# Litoria aurea genetics?



## BredliFreak (Mar 14, 2016)

Hi everyone,

My family has a property down on the south coast where we are lucky enough to have Golden bell frogs live there in fairly large numbers (well, as large numbers as an endangered/vulnerable species can get but I have seen at least 20+ on some nights) and I noticed around the house we get small green ones that resemble Green and golden bell frogs but all of them are primarily green - almost pure green and that of a lighter shade than the more golden ones we get in different locations (generraly they appear highly variable, with pure gold ones, olive green ones and ones with random shades and splotches of both colours). What I am asking is if this colour form is genetic, or locality/habitat based or is it something taxonomic? I'll try to get some comparison pics up but for now it's just a wall of text

Cheers,
BF


----------



## NickGeee (Mar 14, 2016)

How far down the coast? maybe they are litoria fallax or nudidigitus/phyllochroa depending what habitat is on your property.

[Records shown]:
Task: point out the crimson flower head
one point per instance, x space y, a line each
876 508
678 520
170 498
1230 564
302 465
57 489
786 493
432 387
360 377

---

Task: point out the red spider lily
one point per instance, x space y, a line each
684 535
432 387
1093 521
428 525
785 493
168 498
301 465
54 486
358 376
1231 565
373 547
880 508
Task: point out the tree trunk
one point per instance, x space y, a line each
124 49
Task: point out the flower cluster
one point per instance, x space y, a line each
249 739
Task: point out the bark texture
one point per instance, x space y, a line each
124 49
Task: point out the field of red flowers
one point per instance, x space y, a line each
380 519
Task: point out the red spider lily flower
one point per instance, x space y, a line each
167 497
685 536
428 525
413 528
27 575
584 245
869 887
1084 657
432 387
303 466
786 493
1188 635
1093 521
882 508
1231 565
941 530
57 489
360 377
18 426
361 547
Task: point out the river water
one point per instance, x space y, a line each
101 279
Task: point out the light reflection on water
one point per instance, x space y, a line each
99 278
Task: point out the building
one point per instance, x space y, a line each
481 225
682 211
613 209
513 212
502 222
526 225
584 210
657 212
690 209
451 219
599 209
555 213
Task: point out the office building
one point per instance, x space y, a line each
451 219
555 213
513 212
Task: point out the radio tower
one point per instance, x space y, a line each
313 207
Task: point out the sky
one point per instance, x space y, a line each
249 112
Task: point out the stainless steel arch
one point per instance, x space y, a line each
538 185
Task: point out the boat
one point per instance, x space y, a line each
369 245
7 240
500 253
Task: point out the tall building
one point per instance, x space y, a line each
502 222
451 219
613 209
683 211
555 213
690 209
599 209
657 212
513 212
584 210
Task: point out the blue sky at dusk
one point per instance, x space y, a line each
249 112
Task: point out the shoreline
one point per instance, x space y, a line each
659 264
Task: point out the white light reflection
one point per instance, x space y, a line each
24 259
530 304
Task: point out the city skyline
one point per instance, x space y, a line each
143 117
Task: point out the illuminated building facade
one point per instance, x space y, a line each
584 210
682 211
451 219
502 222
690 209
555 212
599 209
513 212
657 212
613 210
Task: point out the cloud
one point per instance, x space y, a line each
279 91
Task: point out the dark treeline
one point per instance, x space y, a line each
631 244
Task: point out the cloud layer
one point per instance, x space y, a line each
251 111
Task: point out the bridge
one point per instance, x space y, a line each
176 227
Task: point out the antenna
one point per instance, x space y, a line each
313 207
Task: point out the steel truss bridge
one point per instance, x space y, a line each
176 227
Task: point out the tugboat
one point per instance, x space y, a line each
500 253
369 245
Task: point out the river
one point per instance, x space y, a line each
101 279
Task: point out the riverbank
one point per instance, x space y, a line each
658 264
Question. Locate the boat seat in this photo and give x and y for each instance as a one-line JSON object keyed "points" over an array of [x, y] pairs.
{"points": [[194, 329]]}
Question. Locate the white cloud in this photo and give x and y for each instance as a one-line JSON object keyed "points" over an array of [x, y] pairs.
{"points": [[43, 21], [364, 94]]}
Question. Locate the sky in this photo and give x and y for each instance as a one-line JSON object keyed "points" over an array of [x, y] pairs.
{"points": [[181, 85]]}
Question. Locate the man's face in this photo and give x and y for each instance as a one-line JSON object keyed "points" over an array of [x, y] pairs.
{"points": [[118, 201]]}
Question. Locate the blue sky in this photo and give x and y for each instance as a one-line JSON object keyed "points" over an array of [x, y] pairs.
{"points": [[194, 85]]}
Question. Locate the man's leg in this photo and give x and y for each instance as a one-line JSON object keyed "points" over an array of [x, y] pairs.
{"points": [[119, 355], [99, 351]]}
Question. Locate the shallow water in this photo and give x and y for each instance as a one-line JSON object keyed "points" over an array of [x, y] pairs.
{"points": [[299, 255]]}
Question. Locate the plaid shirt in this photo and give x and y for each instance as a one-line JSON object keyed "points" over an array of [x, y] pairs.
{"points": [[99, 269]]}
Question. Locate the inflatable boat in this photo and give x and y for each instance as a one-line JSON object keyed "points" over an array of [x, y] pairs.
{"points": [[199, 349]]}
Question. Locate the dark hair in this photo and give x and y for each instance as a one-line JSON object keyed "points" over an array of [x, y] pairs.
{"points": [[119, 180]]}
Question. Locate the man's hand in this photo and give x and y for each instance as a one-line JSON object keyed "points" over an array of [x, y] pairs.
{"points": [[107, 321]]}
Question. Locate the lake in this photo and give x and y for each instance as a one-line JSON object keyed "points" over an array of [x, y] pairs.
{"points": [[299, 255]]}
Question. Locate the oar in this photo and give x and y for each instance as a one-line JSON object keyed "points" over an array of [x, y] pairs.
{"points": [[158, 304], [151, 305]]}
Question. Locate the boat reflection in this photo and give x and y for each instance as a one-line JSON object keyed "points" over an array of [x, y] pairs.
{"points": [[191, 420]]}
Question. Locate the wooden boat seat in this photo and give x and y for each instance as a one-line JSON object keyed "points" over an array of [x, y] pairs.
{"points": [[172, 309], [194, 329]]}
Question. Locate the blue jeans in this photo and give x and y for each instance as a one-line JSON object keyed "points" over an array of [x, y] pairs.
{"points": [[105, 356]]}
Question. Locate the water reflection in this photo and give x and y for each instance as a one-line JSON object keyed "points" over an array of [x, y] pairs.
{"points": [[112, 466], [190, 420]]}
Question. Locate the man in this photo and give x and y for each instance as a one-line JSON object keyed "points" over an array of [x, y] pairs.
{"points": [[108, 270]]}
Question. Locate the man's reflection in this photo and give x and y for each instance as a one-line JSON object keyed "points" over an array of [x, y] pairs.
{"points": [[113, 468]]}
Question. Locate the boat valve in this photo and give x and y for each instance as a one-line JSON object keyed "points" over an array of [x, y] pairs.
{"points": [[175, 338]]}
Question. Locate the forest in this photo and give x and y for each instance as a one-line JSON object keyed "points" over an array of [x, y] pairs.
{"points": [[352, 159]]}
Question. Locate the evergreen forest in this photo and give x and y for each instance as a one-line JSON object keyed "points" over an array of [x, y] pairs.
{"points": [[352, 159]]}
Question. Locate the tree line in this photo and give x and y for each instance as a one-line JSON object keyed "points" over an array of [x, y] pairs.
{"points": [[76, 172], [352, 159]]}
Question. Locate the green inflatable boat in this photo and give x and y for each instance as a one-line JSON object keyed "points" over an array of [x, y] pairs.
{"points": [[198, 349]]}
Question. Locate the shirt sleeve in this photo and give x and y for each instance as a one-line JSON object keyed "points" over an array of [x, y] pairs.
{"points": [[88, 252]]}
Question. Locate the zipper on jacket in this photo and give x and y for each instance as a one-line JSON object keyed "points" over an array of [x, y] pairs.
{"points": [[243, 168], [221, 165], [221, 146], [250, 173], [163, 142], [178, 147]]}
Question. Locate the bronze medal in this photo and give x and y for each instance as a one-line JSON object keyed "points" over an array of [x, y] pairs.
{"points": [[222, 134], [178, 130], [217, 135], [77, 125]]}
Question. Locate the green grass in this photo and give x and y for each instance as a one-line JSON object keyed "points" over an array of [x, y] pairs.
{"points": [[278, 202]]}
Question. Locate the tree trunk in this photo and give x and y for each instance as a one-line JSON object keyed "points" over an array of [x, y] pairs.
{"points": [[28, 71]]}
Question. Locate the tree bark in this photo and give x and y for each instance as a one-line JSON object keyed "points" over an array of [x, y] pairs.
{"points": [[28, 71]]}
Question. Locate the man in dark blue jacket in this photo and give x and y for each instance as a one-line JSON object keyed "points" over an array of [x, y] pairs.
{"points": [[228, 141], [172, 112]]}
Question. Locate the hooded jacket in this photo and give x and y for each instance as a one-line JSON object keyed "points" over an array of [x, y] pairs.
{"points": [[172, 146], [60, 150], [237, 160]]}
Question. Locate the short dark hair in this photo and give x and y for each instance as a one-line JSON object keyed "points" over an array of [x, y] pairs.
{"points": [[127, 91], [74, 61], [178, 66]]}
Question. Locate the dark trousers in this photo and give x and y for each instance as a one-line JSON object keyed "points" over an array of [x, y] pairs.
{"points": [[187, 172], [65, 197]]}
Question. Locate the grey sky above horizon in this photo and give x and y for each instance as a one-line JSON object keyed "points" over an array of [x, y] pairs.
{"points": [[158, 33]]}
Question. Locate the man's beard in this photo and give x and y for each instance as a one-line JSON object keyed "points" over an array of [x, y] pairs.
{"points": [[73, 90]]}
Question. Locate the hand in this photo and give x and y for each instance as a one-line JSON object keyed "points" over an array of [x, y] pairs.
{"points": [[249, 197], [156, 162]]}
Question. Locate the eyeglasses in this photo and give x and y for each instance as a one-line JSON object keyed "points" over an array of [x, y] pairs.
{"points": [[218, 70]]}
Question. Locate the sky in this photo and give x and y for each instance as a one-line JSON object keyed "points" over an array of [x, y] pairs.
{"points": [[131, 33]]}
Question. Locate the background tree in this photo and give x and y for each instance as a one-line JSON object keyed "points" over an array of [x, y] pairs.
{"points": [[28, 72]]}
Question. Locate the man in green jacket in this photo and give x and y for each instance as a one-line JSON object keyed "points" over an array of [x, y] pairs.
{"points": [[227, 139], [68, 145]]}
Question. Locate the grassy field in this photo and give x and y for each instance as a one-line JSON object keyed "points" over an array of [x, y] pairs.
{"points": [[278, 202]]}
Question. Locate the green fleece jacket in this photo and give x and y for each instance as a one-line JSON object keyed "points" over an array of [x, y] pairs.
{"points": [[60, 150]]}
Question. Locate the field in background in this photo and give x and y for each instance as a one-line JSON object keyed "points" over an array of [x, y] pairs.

...

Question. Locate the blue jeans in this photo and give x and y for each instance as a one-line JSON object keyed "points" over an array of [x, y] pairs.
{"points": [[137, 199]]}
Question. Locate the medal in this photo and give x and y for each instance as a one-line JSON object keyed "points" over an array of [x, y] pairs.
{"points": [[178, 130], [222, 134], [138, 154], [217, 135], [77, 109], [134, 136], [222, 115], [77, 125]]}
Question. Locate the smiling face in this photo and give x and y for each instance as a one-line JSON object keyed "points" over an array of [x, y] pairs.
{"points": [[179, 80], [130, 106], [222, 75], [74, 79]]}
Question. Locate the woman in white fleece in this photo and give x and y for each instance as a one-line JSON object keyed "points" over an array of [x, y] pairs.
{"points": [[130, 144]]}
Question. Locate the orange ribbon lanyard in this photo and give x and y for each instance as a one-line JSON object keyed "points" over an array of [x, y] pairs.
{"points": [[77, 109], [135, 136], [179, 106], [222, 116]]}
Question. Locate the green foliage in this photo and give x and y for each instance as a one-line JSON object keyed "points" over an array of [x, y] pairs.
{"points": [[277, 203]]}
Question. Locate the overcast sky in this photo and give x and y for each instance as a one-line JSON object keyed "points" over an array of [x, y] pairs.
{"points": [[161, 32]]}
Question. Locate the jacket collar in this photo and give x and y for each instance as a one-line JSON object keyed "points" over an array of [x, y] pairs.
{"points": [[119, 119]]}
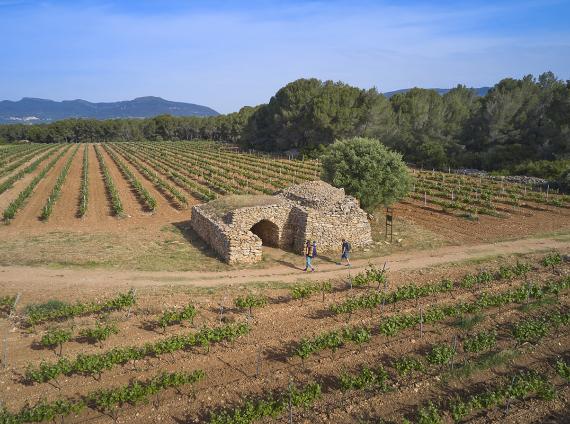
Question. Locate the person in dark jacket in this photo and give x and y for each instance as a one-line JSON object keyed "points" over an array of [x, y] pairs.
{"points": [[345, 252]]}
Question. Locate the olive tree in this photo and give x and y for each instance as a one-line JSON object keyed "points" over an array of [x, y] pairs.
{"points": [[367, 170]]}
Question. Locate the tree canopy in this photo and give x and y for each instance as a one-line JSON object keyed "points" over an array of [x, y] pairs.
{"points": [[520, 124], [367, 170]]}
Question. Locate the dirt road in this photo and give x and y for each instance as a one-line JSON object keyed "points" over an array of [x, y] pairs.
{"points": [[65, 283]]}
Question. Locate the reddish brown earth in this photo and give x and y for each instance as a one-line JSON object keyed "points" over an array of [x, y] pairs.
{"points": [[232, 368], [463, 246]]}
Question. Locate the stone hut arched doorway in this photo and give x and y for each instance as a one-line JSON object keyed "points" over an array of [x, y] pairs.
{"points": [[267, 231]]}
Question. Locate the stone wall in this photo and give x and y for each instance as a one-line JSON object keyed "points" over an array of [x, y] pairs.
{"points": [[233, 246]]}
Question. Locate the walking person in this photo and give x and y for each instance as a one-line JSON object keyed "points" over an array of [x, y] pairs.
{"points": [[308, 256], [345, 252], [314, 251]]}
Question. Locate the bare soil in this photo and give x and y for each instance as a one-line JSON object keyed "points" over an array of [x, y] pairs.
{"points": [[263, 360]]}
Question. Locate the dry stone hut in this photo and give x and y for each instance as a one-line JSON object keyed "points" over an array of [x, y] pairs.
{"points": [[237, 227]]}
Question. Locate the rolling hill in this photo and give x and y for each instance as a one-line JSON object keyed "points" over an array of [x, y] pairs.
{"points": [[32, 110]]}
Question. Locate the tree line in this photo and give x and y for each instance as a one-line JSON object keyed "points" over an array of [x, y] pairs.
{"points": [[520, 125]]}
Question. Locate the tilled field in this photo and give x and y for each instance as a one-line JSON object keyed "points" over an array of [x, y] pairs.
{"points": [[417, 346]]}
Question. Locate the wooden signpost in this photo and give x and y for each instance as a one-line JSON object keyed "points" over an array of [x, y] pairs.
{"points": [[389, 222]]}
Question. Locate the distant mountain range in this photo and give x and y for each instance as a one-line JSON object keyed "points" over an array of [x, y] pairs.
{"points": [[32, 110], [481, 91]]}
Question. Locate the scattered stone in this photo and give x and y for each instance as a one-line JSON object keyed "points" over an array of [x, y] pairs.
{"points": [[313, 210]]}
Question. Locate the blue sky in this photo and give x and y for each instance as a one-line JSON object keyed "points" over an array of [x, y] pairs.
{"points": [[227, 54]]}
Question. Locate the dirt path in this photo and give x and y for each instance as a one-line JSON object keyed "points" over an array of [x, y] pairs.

[Work item A]: List every frog species name that NickGeee suggests in the bell frog forum thread above.
[Work item B]:
Answer these questions from the bell frog forum thread above, one line each:
(i) At least how many Golden bell frogs has BredliFreak seen on some nights?
(ii) According to NickGeee, what does the identity of the green frogs depend on?
(iii) On what date were both posts made?
[Work item C]: Pick up the bell frog forum thread above after its last post.

[Expected answer A]:
litoria fallax
nudidigitus
phyllochroa

[Expected answer B]:
(i) At least 20+.
(ii) What habitat is on the property.
(iii) Mar 14, 2016.

[Expected answer C]:
----------



## BredliFreak (Mar 14, 2016)

Well the green ones look a lot like fallax but they do have very small gold spots in some places. They were found near agapanthus

- - - Updated - - -

Around the Bawley point area


----------



## Shotta (Mar 14, 2016)

are you sure what you're seeing are green and goldens? and not fallax? what are the distinguishing features besides colours that you are seeing?


----------



## BredliFreak (Mar 14, 2016)

well instead of a brown and white stripe along the flank or whatever the side is called on a frog there is a gold stripe with speckles, as you would see on an aurea. Eyes are different as well. I'll try putting up pics later.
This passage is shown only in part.